» **PROBLEM TO SOLVE**
Change "parking lot line" to "crosswalk stripe" in the lines between the one holding "of the parking" and the one holding "column 241, row 422", inclusive, and give those lines back with nothing else altered.

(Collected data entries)
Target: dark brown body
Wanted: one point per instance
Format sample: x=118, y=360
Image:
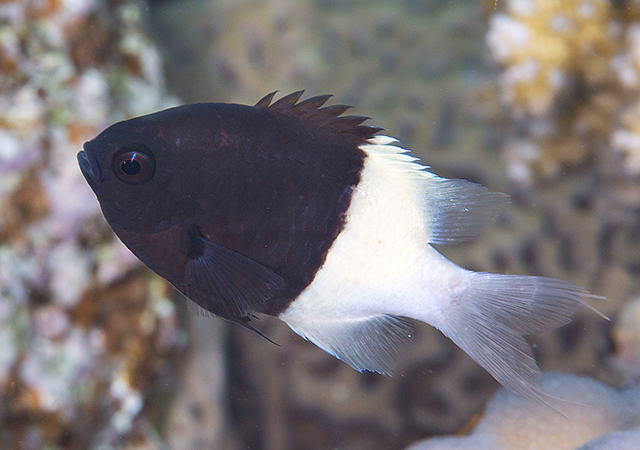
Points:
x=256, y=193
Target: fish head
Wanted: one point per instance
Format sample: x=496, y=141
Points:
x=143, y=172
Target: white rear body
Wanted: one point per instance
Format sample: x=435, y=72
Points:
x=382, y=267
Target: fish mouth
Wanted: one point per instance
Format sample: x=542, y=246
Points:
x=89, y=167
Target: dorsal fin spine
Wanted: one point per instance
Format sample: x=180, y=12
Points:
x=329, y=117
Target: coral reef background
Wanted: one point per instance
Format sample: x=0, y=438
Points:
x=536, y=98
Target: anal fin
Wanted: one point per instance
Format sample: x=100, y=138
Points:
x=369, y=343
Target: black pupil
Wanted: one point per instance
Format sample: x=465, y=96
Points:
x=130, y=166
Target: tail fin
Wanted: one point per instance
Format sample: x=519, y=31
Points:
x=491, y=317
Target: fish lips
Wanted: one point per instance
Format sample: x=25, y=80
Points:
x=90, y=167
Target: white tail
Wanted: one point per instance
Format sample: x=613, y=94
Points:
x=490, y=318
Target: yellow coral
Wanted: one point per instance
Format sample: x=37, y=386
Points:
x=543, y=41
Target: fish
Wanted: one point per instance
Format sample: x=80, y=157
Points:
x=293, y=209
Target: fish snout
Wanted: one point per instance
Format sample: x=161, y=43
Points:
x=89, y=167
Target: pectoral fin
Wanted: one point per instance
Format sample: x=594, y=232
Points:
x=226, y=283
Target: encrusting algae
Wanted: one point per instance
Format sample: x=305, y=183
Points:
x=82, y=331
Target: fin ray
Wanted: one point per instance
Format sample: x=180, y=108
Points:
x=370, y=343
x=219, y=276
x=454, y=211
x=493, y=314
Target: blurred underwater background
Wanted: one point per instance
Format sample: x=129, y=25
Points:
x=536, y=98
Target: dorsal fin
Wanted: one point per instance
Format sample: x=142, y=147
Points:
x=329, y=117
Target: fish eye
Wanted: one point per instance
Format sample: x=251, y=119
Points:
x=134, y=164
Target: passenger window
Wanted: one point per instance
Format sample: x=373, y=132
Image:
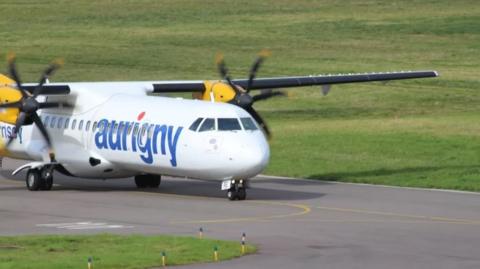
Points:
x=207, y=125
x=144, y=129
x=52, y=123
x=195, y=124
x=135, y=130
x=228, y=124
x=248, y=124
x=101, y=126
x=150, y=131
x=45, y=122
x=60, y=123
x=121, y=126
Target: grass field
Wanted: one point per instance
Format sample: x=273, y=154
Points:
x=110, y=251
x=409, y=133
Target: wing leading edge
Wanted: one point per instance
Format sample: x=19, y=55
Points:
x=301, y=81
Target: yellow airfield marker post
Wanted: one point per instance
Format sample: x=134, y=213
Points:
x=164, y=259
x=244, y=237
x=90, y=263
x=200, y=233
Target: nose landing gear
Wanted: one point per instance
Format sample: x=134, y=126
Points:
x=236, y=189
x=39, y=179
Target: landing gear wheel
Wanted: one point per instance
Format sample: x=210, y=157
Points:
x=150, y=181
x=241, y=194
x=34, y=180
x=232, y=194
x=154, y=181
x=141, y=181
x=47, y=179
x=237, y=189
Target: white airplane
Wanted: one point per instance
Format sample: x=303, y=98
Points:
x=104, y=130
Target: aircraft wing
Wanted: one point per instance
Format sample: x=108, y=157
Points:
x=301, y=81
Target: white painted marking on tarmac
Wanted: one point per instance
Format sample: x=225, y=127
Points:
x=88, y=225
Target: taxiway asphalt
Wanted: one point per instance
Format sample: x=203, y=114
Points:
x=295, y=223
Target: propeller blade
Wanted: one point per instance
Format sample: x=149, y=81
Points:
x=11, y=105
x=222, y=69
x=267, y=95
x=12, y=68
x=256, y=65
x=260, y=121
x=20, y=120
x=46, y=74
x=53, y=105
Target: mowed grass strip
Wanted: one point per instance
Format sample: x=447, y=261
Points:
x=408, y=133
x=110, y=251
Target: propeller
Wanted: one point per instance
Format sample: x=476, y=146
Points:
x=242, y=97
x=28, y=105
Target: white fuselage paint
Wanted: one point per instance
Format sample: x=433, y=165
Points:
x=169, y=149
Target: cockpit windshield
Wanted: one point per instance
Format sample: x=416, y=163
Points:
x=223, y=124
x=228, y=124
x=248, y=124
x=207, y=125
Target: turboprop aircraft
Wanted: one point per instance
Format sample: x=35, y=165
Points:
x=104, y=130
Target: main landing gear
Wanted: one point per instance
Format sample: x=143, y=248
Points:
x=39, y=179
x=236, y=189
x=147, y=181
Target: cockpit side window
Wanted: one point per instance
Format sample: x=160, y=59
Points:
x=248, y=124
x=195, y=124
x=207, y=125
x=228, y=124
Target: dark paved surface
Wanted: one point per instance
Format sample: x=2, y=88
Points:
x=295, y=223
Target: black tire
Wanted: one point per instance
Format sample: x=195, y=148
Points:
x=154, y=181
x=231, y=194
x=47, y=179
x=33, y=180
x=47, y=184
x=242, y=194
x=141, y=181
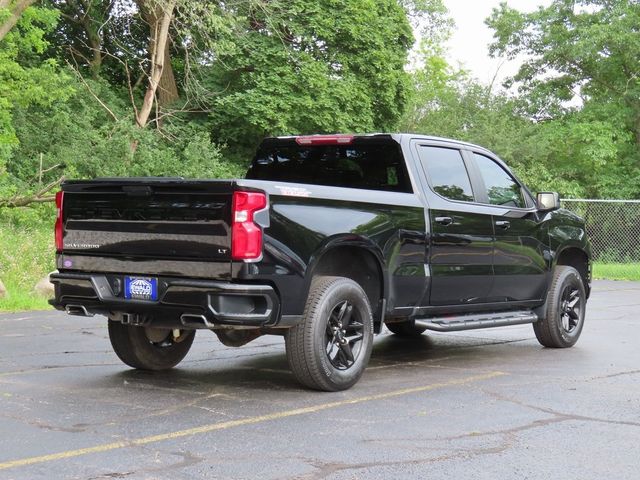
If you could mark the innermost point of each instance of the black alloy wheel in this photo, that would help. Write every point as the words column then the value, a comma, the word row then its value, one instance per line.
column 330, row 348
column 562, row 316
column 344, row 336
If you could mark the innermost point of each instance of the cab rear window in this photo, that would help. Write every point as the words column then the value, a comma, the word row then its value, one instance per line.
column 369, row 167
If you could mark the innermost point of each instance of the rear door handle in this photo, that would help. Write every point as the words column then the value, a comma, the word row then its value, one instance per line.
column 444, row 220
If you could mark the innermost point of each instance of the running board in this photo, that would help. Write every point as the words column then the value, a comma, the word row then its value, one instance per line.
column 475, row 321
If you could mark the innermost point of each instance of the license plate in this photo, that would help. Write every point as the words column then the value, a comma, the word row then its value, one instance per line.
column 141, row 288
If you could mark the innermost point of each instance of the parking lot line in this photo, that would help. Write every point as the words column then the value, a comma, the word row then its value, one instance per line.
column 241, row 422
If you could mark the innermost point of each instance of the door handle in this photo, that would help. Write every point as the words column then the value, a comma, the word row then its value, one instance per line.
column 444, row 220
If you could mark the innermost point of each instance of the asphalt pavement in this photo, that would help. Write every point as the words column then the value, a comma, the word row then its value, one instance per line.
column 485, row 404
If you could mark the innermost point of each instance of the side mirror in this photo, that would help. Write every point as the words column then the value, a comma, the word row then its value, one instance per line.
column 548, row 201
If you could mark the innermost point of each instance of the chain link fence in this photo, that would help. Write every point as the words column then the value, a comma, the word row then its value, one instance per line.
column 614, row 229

--

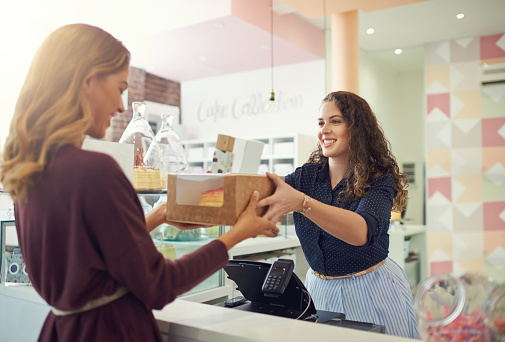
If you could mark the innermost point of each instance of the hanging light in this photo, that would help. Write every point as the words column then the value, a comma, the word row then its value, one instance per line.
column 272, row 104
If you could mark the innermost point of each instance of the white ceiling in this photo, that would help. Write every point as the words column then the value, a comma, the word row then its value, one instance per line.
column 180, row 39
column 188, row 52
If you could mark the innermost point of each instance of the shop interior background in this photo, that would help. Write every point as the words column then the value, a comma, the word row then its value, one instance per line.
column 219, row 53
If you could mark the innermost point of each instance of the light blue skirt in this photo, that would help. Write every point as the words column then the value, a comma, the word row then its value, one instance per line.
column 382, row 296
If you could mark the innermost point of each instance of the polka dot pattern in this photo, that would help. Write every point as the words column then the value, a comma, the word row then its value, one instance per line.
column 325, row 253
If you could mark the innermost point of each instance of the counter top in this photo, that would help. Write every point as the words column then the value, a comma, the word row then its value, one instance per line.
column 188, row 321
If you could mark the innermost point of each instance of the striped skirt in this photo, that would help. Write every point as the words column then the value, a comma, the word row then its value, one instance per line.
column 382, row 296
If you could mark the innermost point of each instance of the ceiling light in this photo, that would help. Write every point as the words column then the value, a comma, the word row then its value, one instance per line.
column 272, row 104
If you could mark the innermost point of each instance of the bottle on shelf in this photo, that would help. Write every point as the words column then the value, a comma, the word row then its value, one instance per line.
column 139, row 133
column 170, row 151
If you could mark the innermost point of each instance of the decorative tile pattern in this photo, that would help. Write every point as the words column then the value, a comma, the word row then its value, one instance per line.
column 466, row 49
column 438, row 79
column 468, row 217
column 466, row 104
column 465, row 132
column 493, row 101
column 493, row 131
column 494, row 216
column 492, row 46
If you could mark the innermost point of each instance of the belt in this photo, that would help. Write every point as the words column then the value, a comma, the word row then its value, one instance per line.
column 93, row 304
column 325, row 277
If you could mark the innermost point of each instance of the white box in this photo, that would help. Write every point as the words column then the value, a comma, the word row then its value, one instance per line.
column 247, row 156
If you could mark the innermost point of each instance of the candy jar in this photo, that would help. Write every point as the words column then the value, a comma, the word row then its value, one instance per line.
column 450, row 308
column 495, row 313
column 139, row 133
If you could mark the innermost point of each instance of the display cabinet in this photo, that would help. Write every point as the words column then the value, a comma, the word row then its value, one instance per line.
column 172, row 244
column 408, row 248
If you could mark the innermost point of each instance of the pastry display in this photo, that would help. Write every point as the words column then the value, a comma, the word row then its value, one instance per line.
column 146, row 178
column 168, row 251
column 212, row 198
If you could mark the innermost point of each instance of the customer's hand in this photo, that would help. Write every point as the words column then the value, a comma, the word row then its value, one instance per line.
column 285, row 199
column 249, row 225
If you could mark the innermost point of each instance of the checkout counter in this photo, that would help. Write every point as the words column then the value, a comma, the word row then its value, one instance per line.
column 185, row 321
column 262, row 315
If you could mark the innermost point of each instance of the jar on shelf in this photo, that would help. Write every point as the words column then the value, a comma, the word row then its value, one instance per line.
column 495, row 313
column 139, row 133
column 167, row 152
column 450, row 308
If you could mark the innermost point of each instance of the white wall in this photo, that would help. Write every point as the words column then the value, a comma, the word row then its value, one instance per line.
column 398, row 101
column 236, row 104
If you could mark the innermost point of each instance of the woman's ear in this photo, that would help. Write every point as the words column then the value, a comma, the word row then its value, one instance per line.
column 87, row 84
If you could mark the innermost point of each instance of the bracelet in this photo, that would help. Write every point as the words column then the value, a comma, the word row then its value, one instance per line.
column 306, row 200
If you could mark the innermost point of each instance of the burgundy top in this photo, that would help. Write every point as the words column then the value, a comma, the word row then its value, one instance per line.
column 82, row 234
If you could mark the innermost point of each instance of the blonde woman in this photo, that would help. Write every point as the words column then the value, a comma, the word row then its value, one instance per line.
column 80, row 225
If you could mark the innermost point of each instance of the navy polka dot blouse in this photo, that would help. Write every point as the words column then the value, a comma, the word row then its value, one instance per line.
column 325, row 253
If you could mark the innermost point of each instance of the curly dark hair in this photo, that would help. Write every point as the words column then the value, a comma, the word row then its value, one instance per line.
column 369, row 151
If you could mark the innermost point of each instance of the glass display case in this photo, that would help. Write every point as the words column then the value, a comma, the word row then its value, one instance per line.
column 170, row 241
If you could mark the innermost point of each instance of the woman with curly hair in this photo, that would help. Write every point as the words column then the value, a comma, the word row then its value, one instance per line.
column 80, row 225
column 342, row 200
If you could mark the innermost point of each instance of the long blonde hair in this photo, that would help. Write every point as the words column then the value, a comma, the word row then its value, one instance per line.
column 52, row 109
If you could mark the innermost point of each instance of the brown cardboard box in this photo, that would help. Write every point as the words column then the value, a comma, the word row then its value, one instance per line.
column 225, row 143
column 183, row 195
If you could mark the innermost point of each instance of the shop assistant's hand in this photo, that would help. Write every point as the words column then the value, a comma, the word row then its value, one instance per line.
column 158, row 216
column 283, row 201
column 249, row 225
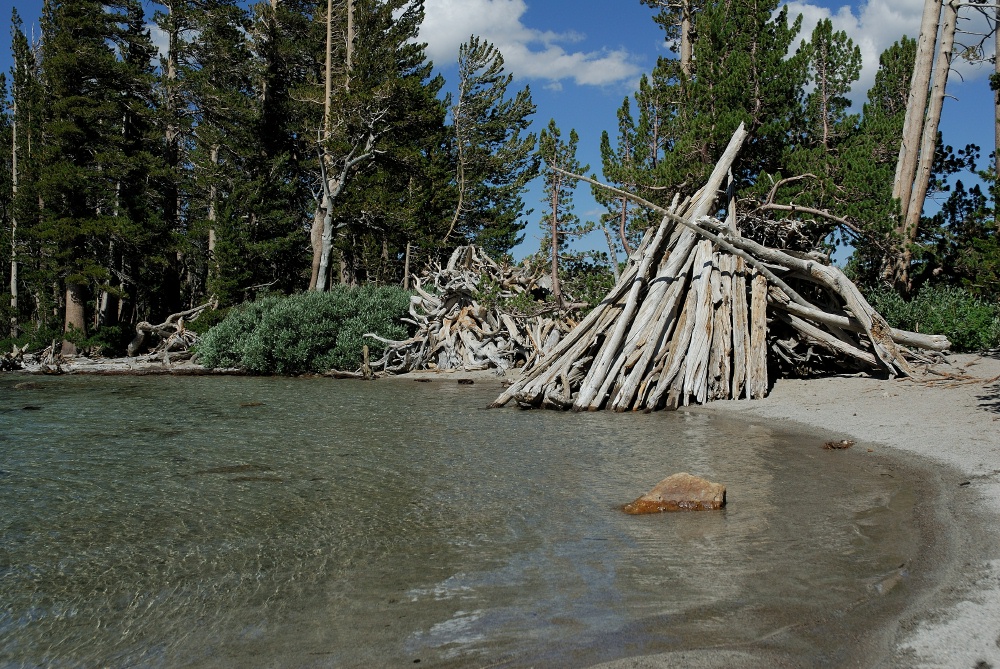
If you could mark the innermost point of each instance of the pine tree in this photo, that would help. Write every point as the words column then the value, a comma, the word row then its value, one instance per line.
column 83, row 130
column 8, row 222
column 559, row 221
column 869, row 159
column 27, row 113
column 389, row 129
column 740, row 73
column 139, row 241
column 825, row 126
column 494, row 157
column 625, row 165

» **CORRECT RESPONSE**
If you could mark the innermost point of each instance of the crosswalk stripe in this photo, that would help. Write every point as the words column then the value, a comma, the word row then its value, one instance per line.
column 241, row 422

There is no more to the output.